Trabajo pendiente
1) Enumera todas las personas que aparecen con nombre propio en el fragmento sobre Sharón.
2) Según el fragmento sobre Sharón, ¿quién encabezó la comisión nacional de investigación?

Esa guerra resultó ser un punto de inflexión en la carrera de Sharón, al hacer añicos su autoridad y marginarlo a un páramo político. Como ministro de Defensa, fue el principal autor de la guerra y la fuerza que la guiaría, cuando el Estado judío trataba de asegurar su frontera norte frente al terrorismo. Pero, al llevar a cabo sus planes, se excedió en su autoridad y -según algunos- manipuló a Menachem Begin para que extendiera la guerra más allá de sus parámetros iniciales. Pero lo que supuso la perdición de Sharón fue la masacre de más de 800 palestinos en los campamentos de refugiados de Sabra y Chatila por parte de la Falange cristiana. La matanza fue obra de una milicia libanesa aliada con Israel, un espeluznante acto de venganza que definió la carnicería sectaria y vengativa de la guerra civil del Líbano. Una comisión nacional de investigación, encabezada por el presidente del Tribunal Supremo, Yitzhak Kahan, concluyó que Sharón debería haber sabido que era posible que se produjera una masacre y, por tanto, era responsable indirecto de ella. Fue expulsado sin miramientos de su puesto. Durante años, Sharón culpó de lo sucedido a Begin que, según creía, lo había arrojado a los proverbiales lobos.

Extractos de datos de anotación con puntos
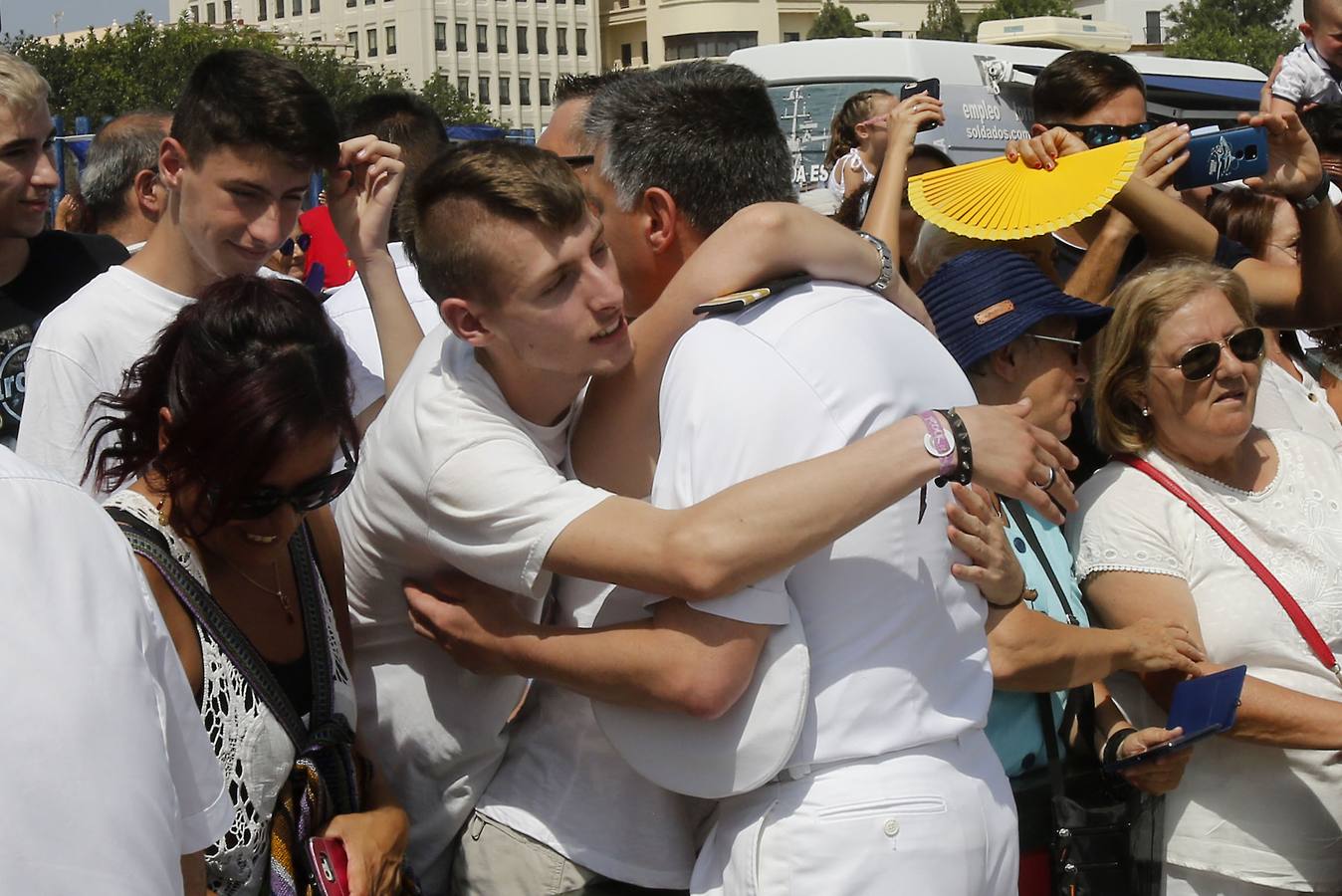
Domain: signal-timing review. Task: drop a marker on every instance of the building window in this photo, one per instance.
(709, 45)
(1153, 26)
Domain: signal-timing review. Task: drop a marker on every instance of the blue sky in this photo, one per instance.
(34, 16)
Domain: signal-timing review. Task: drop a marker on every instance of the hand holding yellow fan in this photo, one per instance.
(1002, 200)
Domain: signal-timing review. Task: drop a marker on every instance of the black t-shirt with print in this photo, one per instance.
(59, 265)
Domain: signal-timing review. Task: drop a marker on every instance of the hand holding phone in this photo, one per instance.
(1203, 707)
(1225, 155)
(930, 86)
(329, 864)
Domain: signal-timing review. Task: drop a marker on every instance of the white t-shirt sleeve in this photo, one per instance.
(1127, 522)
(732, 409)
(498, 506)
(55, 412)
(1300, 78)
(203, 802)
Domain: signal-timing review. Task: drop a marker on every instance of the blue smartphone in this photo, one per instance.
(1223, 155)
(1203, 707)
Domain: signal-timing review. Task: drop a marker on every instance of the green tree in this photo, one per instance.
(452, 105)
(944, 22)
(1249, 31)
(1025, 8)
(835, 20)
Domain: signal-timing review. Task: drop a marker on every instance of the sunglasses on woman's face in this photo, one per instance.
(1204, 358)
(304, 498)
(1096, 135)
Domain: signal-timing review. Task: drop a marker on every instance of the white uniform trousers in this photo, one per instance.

Respuestas por tarea
1) Sharón, Menachem Begin, Yitzhak Kahan

2) El presidente del Tribunal Supremo, Yitzhak Kahan.